Текст =>
%%

Роман писался задолго до трагедии Чернобыля, в ту далекую, на нынешний взгляд, эпоху, когда две противоборствующие в мире системы всерьез прикидывали, как с наибольшей «отдачей» использовать друг против друга ядерные арсеналы; когда жизнь на Земле после атомного смерча казалась вполне возможной, хотя и нелегкой, и ни ученые, ни политики еще по-настоящему не задумывались о глобальной угрозе, заключенной в самом существовании и накоплении ядерного оружия.
Верный правилу находиться на уровне обыденной жизни, а не вне или над нею, Шют нарисовал апокалипсис, протекающий в простых житейских масштабах, обставленный милыми и не очень милыми мелочами повседневного быта, на которые люди по привычке даже не обращают внимания. Конец человечества происходит у него не только в узнаваемой, но в знакомой до последней частности обстановке, и в этом, по всей видимости, источник в полном смысле шокового воздействия книги на читателя.

%%

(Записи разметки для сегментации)
%%

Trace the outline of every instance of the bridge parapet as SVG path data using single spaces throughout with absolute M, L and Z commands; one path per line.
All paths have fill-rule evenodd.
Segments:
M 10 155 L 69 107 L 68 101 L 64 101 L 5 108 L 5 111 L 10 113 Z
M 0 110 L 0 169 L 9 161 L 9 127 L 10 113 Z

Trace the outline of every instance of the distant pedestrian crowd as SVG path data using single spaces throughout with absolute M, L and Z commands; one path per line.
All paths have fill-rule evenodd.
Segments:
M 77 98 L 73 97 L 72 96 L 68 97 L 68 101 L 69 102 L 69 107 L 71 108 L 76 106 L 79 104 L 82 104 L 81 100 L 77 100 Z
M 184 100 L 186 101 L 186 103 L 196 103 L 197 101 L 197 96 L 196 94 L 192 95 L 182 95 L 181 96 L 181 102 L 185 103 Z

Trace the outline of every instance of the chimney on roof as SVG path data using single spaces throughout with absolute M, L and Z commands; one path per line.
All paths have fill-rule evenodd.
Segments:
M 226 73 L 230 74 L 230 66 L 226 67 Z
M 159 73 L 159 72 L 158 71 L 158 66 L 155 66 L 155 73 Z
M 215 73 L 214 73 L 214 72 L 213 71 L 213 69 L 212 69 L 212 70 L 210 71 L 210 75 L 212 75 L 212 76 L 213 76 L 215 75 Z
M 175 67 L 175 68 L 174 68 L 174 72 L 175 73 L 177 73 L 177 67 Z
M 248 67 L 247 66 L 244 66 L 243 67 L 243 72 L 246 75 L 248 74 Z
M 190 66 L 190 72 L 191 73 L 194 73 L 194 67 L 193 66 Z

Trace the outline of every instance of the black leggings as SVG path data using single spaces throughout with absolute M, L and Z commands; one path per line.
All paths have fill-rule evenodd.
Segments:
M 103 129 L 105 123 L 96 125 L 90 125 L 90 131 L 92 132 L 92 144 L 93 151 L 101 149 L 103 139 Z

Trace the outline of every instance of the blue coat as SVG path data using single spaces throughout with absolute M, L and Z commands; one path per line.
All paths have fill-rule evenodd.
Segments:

%%

Задания =>
**1.** Выпишите из фрагмента о романе Шюта отрывок, начиная со слов «Верный правилу находиться» и заканчивая словами «книги на читателя.».
**2.** Ответьте по фрагменту о романе Шюта:
(а) До какой трагедии был написан роман?
(б) Какому правилу, по словам фрагмента, верен Шют?
(в) Что, по всей видимости, служит источником шокового воздействия книги на читателя?
**3.** Перечислите все имена собственные, которые встречаются во фрагменте о романе Шюта.

Ответы =>
**1.**
Верный правилу находиться на уровне обыденной жизни, а не вне или над нею, Шют нарисовал апокалипсис, протекающий в простых житейских масштабах, обставленный милыми и не очень милыми мелочами повседневного быта, на которые люди по привычке даже не обращают внимания. Конец человечества происходит у него не только в узнаваемой, но в знакомой до последней частности обстановке, и в этом, по всей видимости, источник в полном смысле шокового воздействия книги на читателя.

**2.**
(а) До трагедии Чернобыля.
(б) Находиться на уровне обыденной жизни, а не вне или над нею.
(в) То, что конец человечества происходит не только в узнаваемой, но в знакомой до последней частности обстановке.

**3.** Чернобыль, Земля, Шют.